* _TASK PROMPT_
Return the rows word for word, starting with the first line of the rows and going on through the line that contains "x=199 y=194", including that line.

**** MATERIAL FOR THIS TASK

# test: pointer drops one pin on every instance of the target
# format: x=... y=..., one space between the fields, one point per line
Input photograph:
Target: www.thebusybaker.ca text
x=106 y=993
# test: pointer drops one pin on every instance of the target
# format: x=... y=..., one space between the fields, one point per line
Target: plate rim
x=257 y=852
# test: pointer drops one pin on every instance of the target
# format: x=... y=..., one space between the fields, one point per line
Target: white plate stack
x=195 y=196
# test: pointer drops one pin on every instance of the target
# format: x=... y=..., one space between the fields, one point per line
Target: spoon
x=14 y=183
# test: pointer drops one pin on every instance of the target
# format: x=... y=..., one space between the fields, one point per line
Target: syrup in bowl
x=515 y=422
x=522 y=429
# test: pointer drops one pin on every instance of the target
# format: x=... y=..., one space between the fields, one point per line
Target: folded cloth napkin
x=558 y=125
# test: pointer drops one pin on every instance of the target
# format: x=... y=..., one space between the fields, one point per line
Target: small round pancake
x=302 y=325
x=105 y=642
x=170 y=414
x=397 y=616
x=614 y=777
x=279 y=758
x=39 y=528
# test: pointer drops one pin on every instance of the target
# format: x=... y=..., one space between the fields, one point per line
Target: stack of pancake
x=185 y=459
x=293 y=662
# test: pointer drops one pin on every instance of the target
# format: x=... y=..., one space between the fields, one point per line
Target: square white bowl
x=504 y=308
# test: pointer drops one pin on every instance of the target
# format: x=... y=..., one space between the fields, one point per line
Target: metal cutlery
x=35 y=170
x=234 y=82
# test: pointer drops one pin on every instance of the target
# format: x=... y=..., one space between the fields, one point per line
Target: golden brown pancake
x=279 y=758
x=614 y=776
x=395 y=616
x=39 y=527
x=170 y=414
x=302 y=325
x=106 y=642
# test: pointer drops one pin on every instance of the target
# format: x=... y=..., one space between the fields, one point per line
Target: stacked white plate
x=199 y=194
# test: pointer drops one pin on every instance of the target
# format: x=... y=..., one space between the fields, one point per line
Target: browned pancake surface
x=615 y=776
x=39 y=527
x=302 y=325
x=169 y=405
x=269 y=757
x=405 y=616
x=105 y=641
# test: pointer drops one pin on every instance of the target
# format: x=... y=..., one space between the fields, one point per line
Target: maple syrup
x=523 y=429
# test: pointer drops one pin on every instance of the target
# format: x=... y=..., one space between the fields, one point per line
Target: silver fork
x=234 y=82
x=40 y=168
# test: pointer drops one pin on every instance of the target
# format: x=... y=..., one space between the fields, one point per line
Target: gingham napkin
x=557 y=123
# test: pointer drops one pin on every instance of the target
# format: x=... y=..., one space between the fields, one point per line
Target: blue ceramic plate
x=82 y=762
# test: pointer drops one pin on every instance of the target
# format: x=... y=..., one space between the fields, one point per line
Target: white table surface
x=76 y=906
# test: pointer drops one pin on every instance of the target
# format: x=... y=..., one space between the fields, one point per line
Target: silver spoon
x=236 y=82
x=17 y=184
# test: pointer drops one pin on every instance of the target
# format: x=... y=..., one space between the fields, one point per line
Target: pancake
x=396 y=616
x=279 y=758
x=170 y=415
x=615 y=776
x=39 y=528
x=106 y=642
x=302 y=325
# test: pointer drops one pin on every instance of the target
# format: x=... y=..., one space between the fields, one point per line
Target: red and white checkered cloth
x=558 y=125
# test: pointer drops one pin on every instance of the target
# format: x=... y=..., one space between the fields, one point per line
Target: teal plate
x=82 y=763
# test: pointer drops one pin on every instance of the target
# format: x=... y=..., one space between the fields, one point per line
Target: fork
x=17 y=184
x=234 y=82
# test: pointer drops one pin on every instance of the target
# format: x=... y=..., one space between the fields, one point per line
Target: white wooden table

********

* _SOLUTION FOR THIS PROBLEM_
# test: pointer drops one pin on every instance of the target
# format: x=... y=..., one space between the fields, one point per line
Input photograph:
Target: www.thebusybaker.ca text
x=106 y=993
# test: pointer drops one pin on every instance of the target
# format: x=... y=..., one space between the fields, one point per line
Target: plate rim
x=257 y=852
# test: pointer drops one pin on every instance of the target
# format: x=... y=..., one space between the fields, one point per line
Target: white plate stack
x=195 y=196
# test: pointer drops one pin on every instance of the target
# format: x=... y=..., one space between the fields, one point per line
Target: spoon
x=14 y=183
# test: pointer drops one pin on every instance of the target
# format: x=... y=..., one space between the fields, one point per line
Target: syrup in bowl
x=515 y=422
x=522 y=429
# test: pointer drops one pin on every instance of the target
# format: x=... y=..., one space between the fields, one point per line
Target: folded cloth napkin
x=558 y=125
# test: pointer drops one pin on every instance of the target
# format: x=... y=..., one space between the fields, one point per line
Target: small round pancake
x=302 y=325
x=105 y=642
x=170 y=414
x=397 y=616
x=614 y=777
x=279 y=758
x=39 y=528
# test: pointer drops one pin on every instance of the target
# format: x=... y=..., one space between the fields, one point per line
Target: stack of pancake
x=185 y=459
x=293 y=662
# test: pointer drops one pin on every instance of the target
# format: x=... y=..., one space between the fields, one point per line
Target: square white bowl
x=504 y=308
# test: pointer drops one pin on every instance of the target
# format: x=... y=..., one space between the fields, one point per line
Target: metal cutlery
x=35 y=170
x=234 y=82
# test: pointer drops one pin on every instance of the target
# format: x=... y=..., one space between the fields, one point per line
Target: golden brown pancake
x=279 y=758
x=614 y=776
x=395 y=616
x=39 y=527
x=170 y=414
x=302 y=325
x=106 y=642
# test: pointer drops one pin on every instance of the target
# format: x=... y=..., one space between the fields, one point per line
Target: stacked white plate
x=199 y=194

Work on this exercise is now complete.